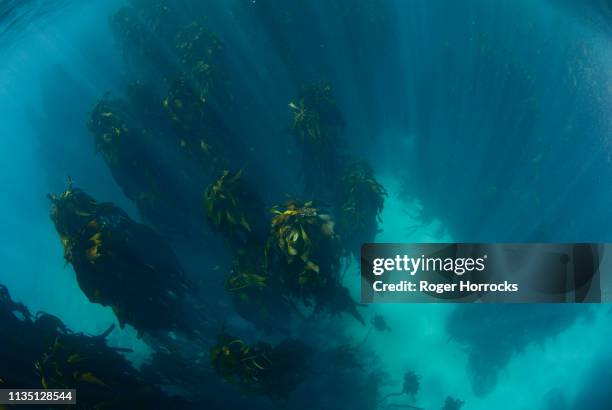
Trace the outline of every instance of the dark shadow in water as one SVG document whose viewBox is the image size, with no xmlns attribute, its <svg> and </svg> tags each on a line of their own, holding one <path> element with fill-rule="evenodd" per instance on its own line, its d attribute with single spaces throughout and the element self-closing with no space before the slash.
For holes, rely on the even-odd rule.
<svg viewBox="0 0 612 410">
<path fill-rule="evenodd" d="M 515 354 L 590 315 L 589 307 L 578 305 L 458 305 L 446 331 L 468 354 L 474 394 L 485 396 Z"/>
</svg>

ASSIGNMENT |
When the listing is transcribed, every line must match the original exactly, and the pictures must be left out.

SOLUTION TO THE PROBLEM |
Trace the outline of every instance of the dark shadow in water as one SVG document whose viewBox is the image size, with no xmlns attribute, its <svg> and </svg> tags each on a line of their own, holding one <path> element with fill-rule="evenodd" per instance on its own line, its d attribute with single spaces throughout and the element self-closing with no space before the slash.
For holes, rely on the even-odd rule.
<svg viewBox="0 0 612 410">
<path fill-rule="evenodd" d="M 515 354 L 590 315 L 589 307 L 578 305 L 458 305 L 446 331 L 468 354 L 474 394 L 485 396 Z"/>
</svg>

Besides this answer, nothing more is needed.